- _DIRECTIONS FOR THIS TASK_
Copy nothing from the entries below except the lines from the one containing "task | drop a pin on each instance of the egret" through the one containing "target | brown earth background", and copy those exactly.

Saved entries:
◆ ◆ ◆ ◆
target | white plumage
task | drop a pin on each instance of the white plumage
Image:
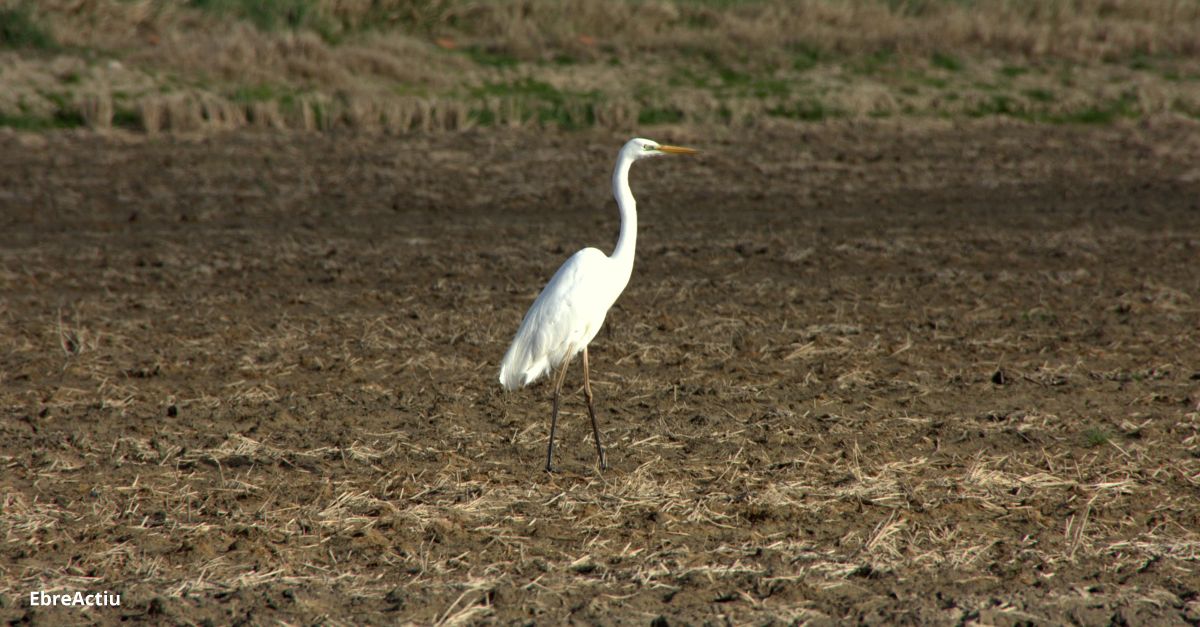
(570, 310)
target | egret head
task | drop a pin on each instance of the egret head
(639, 148)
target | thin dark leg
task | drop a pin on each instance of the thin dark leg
(553, 416)
(592, 412)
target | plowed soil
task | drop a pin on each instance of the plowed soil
(876, 372)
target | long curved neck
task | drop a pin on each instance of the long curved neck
(628, 239)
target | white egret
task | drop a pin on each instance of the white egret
(570, 310)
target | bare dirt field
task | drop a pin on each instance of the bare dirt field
(876, 372)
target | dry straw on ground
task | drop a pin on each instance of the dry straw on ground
(399, 66)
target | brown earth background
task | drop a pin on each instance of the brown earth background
(935, 368)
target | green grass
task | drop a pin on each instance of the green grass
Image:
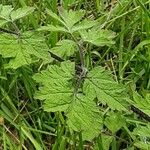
(23, 122)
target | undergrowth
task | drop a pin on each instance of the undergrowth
(75, 74)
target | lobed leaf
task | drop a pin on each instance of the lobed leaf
(64, 48)
(57, 91)
(100, 84)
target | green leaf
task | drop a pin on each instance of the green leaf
(99, 83)
(8, 14)
(82, 113)
(64, 48)
(141, 103)
(142, 131)
(71, 17)
(21, 12)
(142, 145)
(105, 142)
(55, 16)
(98, 37)
(114, 122)
(5, 11)
(21, 49)
(52, 28)
(71, 21)
(85, 24)
(57, 91)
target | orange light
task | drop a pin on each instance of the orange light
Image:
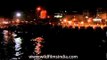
(89, 21)
(38, 8)
(65, 20)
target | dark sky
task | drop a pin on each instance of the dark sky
(8, 6)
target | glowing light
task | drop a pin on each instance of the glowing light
(97, 20)
(38, 8)
(89, 20)
(65, 20)
(18, 14)
(86, 17)
(82, 22)
(43, 14)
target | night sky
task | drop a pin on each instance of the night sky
(8, 6)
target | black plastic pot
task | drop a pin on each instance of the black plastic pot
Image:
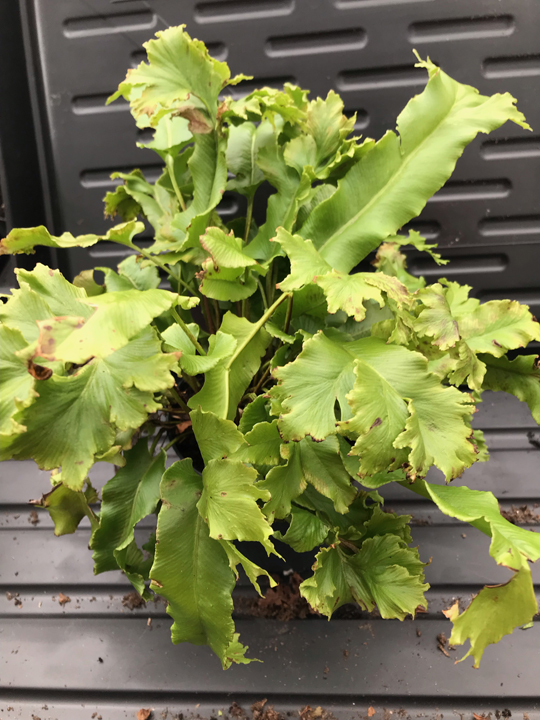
◆ ◆ ◆ ◆
- _SOLUTION TO THIS EXERCISE_
task | drop a pin on each instance of the egret head
(639, 148)
target | thin dark leg
task | drop a pin on each instance of the thin dark leg
(553, 416)
(592, 412)
target | plowed soil
task | drop a pin on each instance of the plowed soil
(876, 372)
target | long curved neck
task | drop a pin on each instance of the long curved neck
(628, 239)
target | white egret
task | drop a pin on each instance of the white egret
(570, 310)
target | bare dirt field
task | drop a pin on each instance of the bare dirt field
(876, 372)
target | dry straw on ground
task | drop a pin on each instance of the dry straw on ground
(399, 66)
target | brown earth background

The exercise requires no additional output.